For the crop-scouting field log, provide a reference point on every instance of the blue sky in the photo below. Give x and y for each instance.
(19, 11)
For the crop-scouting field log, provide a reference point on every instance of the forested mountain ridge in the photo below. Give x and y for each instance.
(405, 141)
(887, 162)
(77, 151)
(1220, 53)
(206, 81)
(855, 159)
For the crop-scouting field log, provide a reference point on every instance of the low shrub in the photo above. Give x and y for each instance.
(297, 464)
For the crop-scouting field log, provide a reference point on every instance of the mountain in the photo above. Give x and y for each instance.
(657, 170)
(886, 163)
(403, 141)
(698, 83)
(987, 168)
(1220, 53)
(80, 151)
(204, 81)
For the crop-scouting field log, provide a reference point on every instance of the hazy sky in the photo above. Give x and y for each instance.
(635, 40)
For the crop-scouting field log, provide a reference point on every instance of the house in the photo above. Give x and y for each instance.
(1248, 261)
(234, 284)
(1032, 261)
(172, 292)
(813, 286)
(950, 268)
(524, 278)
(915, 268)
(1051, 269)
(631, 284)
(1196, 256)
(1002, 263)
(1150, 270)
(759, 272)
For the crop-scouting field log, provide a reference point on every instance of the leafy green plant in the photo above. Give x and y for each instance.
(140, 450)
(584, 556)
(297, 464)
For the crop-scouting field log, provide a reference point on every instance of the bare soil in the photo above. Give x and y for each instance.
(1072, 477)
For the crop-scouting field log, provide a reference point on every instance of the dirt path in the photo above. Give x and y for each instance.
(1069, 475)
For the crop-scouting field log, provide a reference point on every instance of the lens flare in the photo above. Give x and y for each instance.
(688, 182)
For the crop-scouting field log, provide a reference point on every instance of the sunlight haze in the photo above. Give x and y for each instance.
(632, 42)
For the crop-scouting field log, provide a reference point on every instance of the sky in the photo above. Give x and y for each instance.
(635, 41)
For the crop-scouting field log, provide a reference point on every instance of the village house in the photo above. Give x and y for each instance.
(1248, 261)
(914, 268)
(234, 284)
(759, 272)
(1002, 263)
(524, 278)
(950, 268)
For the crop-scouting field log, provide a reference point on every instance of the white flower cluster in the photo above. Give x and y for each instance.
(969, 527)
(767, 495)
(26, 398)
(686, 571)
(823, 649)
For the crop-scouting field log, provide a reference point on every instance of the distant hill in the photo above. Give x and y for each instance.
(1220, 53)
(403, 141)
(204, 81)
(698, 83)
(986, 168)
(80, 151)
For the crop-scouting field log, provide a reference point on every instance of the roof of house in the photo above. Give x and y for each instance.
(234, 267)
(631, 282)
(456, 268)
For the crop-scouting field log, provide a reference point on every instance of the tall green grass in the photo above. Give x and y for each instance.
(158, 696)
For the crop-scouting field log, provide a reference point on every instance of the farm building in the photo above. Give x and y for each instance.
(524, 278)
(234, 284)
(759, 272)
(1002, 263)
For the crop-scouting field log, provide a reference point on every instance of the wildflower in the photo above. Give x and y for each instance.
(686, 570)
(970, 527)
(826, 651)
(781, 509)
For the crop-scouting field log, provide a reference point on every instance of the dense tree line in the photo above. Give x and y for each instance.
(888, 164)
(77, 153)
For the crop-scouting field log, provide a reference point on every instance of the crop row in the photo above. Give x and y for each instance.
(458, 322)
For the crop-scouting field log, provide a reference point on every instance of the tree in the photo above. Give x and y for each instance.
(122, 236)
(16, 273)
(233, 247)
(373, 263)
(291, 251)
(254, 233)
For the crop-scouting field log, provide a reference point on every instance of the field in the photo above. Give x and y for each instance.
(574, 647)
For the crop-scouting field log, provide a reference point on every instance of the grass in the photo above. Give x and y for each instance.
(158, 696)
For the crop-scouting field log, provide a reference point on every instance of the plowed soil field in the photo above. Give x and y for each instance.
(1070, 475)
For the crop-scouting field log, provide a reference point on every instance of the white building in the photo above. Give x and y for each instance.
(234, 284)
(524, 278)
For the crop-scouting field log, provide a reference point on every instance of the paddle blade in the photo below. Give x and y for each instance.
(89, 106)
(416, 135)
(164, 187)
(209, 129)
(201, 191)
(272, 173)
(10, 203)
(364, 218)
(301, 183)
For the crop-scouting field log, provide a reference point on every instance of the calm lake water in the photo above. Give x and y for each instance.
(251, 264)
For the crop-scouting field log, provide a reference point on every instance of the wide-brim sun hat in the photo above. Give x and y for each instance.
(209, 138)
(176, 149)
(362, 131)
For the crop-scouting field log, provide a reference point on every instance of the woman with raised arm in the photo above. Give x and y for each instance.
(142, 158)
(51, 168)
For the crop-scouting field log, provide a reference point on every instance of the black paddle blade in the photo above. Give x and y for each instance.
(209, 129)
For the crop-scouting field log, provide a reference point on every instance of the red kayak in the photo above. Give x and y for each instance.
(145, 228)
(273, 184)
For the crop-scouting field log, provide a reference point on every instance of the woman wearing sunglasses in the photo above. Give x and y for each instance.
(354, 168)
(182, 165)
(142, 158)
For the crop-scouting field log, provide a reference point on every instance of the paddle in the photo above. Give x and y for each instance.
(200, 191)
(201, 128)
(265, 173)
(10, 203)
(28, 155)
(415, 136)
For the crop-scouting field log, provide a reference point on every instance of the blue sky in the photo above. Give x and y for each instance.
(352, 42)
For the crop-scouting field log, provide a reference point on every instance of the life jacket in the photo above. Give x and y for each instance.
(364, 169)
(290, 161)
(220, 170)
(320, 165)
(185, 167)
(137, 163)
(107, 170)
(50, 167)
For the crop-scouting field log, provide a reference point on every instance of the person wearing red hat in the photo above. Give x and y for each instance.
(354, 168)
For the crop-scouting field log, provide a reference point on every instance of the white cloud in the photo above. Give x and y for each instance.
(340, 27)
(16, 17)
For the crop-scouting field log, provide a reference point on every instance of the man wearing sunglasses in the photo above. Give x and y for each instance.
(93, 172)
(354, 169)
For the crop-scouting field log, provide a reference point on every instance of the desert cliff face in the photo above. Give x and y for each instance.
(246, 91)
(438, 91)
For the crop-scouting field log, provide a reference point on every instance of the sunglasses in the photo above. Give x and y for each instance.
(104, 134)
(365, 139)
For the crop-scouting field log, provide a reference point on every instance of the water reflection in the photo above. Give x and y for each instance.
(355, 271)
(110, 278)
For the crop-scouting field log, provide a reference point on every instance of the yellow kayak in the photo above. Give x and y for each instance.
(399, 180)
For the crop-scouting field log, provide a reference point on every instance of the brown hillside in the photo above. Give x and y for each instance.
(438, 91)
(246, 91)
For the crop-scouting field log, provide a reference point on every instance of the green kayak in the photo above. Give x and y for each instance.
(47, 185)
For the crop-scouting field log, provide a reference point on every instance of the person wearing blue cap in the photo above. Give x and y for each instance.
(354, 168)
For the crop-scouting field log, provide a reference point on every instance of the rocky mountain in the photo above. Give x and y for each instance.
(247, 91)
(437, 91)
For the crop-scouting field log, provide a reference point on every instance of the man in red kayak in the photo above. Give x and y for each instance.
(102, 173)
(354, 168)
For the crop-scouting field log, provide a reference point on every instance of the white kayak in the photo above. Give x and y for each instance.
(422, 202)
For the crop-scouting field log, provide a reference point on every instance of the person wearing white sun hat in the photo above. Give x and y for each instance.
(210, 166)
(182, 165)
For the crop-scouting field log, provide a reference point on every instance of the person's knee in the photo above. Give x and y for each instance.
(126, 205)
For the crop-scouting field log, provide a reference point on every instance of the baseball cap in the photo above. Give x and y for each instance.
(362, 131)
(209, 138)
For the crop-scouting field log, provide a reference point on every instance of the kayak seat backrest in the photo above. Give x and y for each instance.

§ YOUR GOAL: Write out each entry exactly, and omit nothing.

§ EXERCISE RESULT:
For the crop-scouting field log, provide a reference point on every instance of the blue sky in the photo below. Give x and y for each instance.
(19, 11)
For the crop-scouting field log, provide a reference point on every instance of the forested mountain ridge in the photo below. Give x and y for each instance.
(405, 141)
(887, 162)
(77, 151)
(1220, 53)
(206, 81)
(855, 159)
For the crop-scouting field log, provide a reference point on every instance of the low shrub in the photo above. Give x and y for each instance.
(297, 464)
For the crop-scouting field log, provide a reference point on every instance of the mountain in the photo above. Give x and y for each instance.
(657, 170)
(886, 163)
(403, 141)
(698, 83)
(987, 168)
(1220, 53)
(80, 151)
(204, 81)
For the crop-scouting field log, provide a reference point on every instance of the hazy sky in the photo above. Give x and y for each instance.
(635, 40)
For the crop-scouting field log, provide a reference point on every instance of the house in the photo above. Give x and y for each instance.
(1248, 261)
(234, 284)
(1032, 261)
(172, 292)
(813, 286)
(950, 268)
(524, 278)
(915, 268)
(1051, 269)
(631, 284)
(1196, 256)
(1002, 263)
(1150, 270)
(759, 272)
For the crop-scouting field log, provide a reference point on every instance of the leafy green plant in the photo above. Give x and y for each instance.
(140, 450)
(584, 556)
(297, 464)
For the crop-scouting field log, provide a reference point on every instance of the bare soil in the photo above. Give x and y for each instance.
(1072, 477)
For the crop-scouting field log, provide a reference point on every instance of the dirt path in the photo above. Give x and y for each instance.
(1069, 475)
For the crop-scouting field log, provide a reference point on every instance of the lens flare in the photo above. Give x and y for each instance.
(688, 182)
For the crop-scouting field log, provide a reference point on every instance of the sunlight haze in the photo above. Give x and y for each instance.
(632, 42)
For the crop-scouting field log, provide a reference point on every instance of the sky in the photo above. Give x and y for each instance.
(635, 41)
For the crop-scouting field log, provide a reference point on every instance of the village house in the photo above. Give x and y for each instance.
(1248, 261)
(914, 268)
(234, 284)
(759, 272)
(1002, 263)
(524, 278)
(950, 268)
For the crop-scouting field log, provide a reference point on every instance of the white flower cluster in the photo above. Give x and y for each instance.
(969, 527)
(767, 495)
(26, 398)
(686, 571)
(823, 649)
For the crop-scouting field log, provide a reference point on every instance of the distant hill in the photo above. Give x and y for each instance.
(1220, 53)
(403, 141)
(204, 81)
(698, 83)
(986, 168)
(80, 151)
For the crop-scouting field log, provide a reference point on every instance of the roof of house in the photo above. Give x and y for each instance.
(234, 267)
(631, 282)
(456, 268)
For the crop-scouting field log, provide a reference point on every instance of the tall green grass in the photo above. Give x and y for each instance.
(158, 696)
For the crop-scouting field log, provide a reference point on every instance of the farm building in the photo above. Give x and y for each instance.
(524, 278)
(234, 284)
(759, 272)
(1002, 263)
For the crop-scouting field log, provide a reference point on every instance of the wildflower in the photo above. Give x and y for each instance.
(686, 570)
(970, 527)
(826, 651)
(781, 509)
For the crop-scouting field log, provide a reference point on every instance of the dense tree line in the photo above. Give x and y for each instance.
(888, 164)
(77, 153)
For the crop-scouting field log, provide a reference point on every instance of the crop row in the photo above. Give x and y for each instance.
(458, 322)
For the crop-scouting field log, provide a reference point on every instance of the tree in the photo above. Give x and y for each instance.
(122, 236)
(16, 273)
(233, 247)
(373, 263)
(291, 251)
(254, 233)
For the crop-scouting field log, provide a reference point on every instance of the field in the photo above. Give x and y for each instance.
(574, 647)
For the crop-scouting field log, provide a reference point on every instance of the grass in the photo above. Give x and y for each instance.
(158, 696)
For the crop-scouting field log, provide a reference point on every instance of the plowed soil field in the photo above. Give x and y for each instance.
(1070, 475)
For the crop-scouting field log, provide a reference point on every instance of the white building in the photo above. Give x and y for each instance.
(234, 284)
(524, 278)
For the crop-scouting field log, provide a reference point on every instance of the paddle blade in the photo below. Give x and y for each instance.
(89, 106)
(416, 135)
(164, 187)
(209, 129)
(201, 191)
(272, 173)
(10, 203)
(364, 218)
(301, 183)
For the crop-scouting field log, provide a reference point on every instance of the calm lake water in the photo above. Give x and y for each instance.
(251, 264)
For the crop-scouting field log, provide a reference point on every instance of the wide-brim sun hat in the photo above. Give x and y for each instance.
(209, 138)
(176, 149)
(362, 131)
For the crop-scouting field log, provide a reference point on every instance of the woman with raised arm in the photo above. Give x and y for each instance.
(142, 158)
(51, 168)
For the crop-scouting field log, provide a reference point on every instance of the black paddle blade in the photo above. Give x and y for each instance.
(209, 129)
For the crop-scouting field log, provide a reference point on every instance of the red kayak in the photo above. Give x and y for each instance.
(145, 228)
(273, 184)
For the crop-scouting field log, provide a reference point on every instance of the woman wearing sunglasses in the photo above. Give x and y for each instance.
(354, 168)
(182, 165)
(142, 158)
For the crop-scouting field log, provide a reference point on every instance of the paddle in the photo above. Give x and y for each instance.
(200, 191)
(201, 128)
(265, 173)
(10, 203)
(28, 155)
(415, 136)
For the crop-scouting field log, provide a reference point on every instance of the blue sky in the photo above. Give x and y for each instance.
(352, 42)
For the crop-scouting field log, provide a reference point on every instance of the life jacket in the photo above. Give x and y for each instance.
(364, 169)
(290, 161)
(220, 170)
(320, 165)
(185, 167)
(137, 163)
(107, 170)
(50, 167)
For the crop-scouting field log, provide a reference point on every instance of the person wearing red hat in the photo above. Give x and y for each instance.
(354, 168)
For the crop-scouting field log, provide a reference point on every instance of the white cloud in the photo above. Give x and y for each instance.
(340, 27)
(16, 17)
For the crop-scouting field log, provide a reference point on every instance of the man wearing sunglasses in the photo above. Give x and y for each instance.
(93, 172)
(354, 169)
For the crop-scouting field log, provide a reference point on every instance of the desert cliff face in the photo above. Give x and y for each instance.
(246, 91)
(438, 91)
For the crop-scouting field log, provide a reference point on every instance of the sunglasses in the photo above. Give x and y for each instance.
(104, 134)
(365, 139)
For the crop-scouting field log, provide a reference point on every instance of the water reflection in the photo above. Give x and y for each instance.
(355, 271)
(110, 278)
For the crop-scouting field log, provide a reference point on every instance of the yellow kayak in the photo above. Give x and y for each instance.
(399, 180)
For the crop-scouting field log, provide a reference point on every instance of the brown hillside in the photo above. Give x and y for each instance.
(438, 91)
(246, 91)
For the crop-scouting field log, provide a reference point on every instance of the green kayak in the photo above. Give x and y for each instance.
(47, 185)
For the crop-scouting field log, provide a reference point on every instance of the person wearing blue cap in the photo above. Give x and y for each instance.
(354, 168)
For the crop-scouting field log, provide a reference point on every instance of the rocky mountain in the photo above. Give x and y for each instance.
(247, 91)
(437, 91)
For the crop-scouting field log, provide a reference point on every instance of the man in red kayak in the photo above. Give x and y for each instance.
(102, 173)
(354, 168)
For the crop-scouting field log, provide a reference point on every instance of the white kayak in the photo above. Give x and y for each instance.
(422, 202)
For the crop-scouting field log, provide a reference point on every instance of the person wearing white sun hat in the photo above. Give x and y for each instance.
(210, 166)
(182, 165)
For the crop-scouting field log, provide a reference point on every instance of the person's knee in the photo above. Give x and y for each instance.
(126, 205)
For the crop-scouting field log, provide a reference point on every instance of the baseball cap in the photo above. Give x and y for each instance.
(362, 131)
(209, 138)
For the crop-scouting field log, provide a reference point on every instance of the kayak seat backrest in the photo above. Give x and y for each instance.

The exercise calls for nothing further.